* _Written task_
Show each line of the entries below that contains the word "frame", counting uppercase and lowercase as different.

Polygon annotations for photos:
· · · ·

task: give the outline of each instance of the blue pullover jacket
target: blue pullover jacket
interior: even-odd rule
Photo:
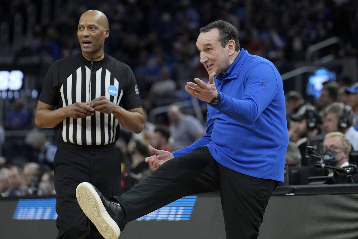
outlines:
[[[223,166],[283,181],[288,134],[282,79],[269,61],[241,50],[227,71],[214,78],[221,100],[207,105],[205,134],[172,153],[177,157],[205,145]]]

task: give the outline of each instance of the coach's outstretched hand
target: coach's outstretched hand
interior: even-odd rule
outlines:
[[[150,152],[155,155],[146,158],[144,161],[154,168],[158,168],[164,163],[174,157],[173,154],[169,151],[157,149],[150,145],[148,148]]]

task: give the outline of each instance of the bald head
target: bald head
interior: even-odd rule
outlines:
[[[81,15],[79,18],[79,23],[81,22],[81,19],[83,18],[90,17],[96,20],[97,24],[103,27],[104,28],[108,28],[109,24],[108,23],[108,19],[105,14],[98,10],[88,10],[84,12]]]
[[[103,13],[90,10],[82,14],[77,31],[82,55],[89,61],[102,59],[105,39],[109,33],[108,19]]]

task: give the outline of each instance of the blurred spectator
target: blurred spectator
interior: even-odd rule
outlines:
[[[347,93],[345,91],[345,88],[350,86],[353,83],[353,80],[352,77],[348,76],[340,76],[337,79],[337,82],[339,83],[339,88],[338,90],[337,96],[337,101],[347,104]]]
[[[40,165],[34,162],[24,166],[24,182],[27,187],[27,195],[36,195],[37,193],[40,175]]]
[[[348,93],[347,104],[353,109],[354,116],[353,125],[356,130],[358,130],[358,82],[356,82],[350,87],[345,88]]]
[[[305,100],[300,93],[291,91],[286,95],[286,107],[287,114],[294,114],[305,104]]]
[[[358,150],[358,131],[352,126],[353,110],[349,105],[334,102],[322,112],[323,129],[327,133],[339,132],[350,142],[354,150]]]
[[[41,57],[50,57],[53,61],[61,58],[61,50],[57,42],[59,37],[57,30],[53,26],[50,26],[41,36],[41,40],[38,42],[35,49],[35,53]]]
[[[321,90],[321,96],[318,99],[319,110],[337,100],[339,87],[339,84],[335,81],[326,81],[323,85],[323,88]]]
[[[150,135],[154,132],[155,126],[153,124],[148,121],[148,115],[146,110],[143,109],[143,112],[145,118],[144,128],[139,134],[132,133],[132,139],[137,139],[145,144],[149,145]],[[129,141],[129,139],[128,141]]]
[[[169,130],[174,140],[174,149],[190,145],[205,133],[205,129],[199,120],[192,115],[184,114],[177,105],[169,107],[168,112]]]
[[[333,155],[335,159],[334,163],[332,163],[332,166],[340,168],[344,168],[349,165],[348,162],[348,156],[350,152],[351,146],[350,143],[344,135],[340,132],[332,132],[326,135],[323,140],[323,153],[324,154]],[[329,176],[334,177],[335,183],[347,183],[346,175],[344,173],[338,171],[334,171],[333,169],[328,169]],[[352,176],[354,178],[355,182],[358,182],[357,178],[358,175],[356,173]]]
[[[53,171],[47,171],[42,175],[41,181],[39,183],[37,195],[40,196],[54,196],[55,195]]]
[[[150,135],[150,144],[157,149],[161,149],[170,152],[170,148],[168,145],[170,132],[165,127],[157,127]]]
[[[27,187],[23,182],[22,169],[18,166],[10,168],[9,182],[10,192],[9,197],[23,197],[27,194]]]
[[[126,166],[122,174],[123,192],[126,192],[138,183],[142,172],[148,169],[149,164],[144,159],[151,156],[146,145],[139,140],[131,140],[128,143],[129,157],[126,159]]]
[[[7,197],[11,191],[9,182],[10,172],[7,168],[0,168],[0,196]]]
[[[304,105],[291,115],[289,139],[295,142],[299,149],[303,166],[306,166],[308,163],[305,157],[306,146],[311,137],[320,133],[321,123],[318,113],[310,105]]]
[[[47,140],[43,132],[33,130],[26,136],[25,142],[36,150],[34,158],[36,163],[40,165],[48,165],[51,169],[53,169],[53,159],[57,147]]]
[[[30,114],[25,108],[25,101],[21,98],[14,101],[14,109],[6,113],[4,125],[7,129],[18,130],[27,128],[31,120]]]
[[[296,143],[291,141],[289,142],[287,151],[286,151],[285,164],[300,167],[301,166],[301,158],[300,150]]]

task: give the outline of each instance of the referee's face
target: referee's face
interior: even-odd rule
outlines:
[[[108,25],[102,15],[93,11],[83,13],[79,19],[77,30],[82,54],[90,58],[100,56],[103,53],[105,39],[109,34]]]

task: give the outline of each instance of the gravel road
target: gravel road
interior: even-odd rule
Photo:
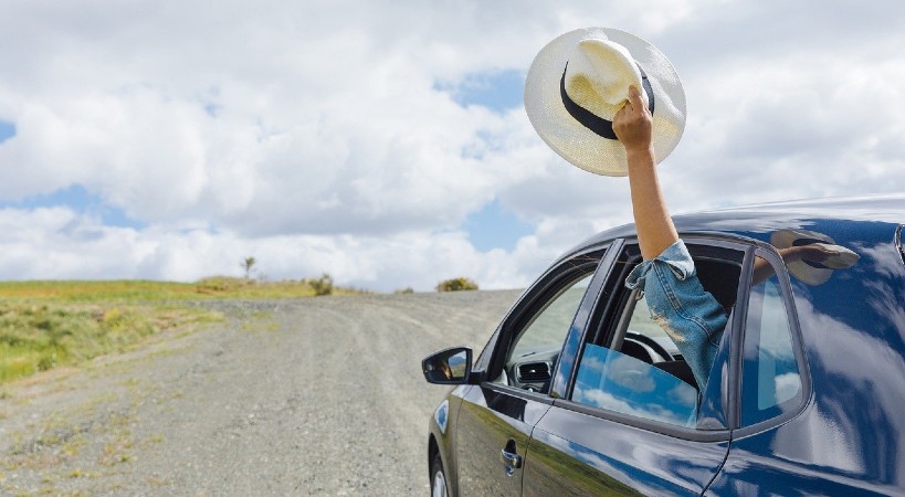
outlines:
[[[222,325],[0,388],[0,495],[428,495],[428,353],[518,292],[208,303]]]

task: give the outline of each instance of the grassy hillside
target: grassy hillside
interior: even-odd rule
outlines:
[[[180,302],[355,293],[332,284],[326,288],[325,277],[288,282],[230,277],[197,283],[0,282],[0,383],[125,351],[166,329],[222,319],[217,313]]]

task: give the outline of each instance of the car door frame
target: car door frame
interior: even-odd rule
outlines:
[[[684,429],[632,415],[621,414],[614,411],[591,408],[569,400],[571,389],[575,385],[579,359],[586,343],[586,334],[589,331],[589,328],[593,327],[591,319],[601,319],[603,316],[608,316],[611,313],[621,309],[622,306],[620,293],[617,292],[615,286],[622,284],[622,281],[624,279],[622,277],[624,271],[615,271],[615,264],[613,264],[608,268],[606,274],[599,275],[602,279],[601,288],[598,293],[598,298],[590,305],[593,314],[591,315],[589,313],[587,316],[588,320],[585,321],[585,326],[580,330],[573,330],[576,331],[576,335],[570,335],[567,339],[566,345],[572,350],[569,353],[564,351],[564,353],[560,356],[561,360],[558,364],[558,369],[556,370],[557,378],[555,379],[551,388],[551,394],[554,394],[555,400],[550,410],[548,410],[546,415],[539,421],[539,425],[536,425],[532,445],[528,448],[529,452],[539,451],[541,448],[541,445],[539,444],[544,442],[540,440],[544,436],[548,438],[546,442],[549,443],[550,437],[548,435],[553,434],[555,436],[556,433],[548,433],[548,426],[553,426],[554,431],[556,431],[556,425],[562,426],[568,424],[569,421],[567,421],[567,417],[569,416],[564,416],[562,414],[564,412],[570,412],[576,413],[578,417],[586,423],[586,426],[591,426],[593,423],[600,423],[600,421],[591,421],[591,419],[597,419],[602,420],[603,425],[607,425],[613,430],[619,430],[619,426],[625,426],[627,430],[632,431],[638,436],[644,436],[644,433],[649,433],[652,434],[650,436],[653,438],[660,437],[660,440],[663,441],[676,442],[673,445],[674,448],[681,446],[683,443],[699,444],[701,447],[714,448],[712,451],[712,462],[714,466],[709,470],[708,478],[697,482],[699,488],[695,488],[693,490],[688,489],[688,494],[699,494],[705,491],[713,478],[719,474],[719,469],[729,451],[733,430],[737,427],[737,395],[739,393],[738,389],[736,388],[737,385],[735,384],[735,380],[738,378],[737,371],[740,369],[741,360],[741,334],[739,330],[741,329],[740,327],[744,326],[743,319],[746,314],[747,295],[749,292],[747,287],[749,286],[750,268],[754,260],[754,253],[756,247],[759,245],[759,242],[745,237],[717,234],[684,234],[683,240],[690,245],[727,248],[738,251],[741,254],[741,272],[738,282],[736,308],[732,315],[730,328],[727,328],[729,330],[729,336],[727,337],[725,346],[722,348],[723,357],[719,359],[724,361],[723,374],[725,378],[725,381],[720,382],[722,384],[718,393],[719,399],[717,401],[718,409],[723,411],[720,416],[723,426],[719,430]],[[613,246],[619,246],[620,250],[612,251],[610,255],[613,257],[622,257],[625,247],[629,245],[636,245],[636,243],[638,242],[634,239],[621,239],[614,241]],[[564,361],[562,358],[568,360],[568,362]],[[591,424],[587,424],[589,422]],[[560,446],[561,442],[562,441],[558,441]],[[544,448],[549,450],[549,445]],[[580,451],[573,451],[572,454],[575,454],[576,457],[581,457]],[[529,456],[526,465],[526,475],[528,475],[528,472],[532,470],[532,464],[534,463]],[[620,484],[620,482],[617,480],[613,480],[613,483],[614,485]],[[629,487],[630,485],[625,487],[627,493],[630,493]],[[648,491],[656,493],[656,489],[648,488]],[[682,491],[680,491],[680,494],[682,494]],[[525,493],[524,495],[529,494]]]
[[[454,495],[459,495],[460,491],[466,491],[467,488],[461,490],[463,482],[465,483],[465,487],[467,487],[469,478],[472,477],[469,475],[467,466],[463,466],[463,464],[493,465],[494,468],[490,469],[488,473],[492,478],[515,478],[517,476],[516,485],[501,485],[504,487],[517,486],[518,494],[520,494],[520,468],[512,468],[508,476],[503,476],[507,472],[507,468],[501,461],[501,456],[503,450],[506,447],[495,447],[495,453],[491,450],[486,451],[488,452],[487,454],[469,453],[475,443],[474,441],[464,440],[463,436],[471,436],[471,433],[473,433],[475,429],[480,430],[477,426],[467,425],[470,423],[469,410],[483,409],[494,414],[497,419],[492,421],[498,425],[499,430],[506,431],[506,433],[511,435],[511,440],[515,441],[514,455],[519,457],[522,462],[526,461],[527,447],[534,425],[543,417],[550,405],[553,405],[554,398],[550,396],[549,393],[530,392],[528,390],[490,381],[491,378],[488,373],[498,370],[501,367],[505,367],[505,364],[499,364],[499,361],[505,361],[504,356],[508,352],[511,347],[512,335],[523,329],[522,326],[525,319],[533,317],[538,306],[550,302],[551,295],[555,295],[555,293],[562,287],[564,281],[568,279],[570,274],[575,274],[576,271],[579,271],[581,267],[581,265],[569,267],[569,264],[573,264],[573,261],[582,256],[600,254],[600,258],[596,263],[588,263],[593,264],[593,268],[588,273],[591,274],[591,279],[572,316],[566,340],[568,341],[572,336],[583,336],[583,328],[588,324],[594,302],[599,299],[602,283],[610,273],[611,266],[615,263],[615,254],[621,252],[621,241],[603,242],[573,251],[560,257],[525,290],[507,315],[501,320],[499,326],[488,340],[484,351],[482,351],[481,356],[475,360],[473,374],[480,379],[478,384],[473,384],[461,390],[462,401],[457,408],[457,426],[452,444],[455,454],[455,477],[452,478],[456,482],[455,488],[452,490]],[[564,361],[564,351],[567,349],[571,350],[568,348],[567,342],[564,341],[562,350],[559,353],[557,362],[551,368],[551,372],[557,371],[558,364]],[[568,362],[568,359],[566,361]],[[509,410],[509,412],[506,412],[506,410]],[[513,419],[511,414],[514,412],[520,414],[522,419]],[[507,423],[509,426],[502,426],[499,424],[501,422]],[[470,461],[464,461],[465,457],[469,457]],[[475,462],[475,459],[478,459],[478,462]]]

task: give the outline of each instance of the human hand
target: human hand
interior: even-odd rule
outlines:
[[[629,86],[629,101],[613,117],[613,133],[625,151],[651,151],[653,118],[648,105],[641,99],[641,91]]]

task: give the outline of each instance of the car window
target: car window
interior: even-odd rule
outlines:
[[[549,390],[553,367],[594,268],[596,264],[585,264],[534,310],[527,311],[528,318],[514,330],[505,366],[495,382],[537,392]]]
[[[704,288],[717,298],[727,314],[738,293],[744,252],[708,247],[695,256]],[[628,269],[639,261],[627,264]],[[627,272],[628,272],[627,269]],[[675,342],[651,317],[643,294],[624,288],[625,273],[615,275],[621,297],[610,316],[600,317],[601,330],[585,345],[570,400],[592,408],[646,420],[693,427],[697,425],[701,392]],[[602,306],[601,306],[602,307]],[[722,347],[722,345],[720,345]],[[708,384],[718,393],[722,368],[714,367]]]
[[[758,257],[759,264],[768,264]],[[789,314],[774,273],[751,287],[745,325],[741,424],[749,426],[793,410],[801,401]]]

· · · ·

* _Solution to this exercise_
task: give the outline of each instance of the car door frame
target: car door frame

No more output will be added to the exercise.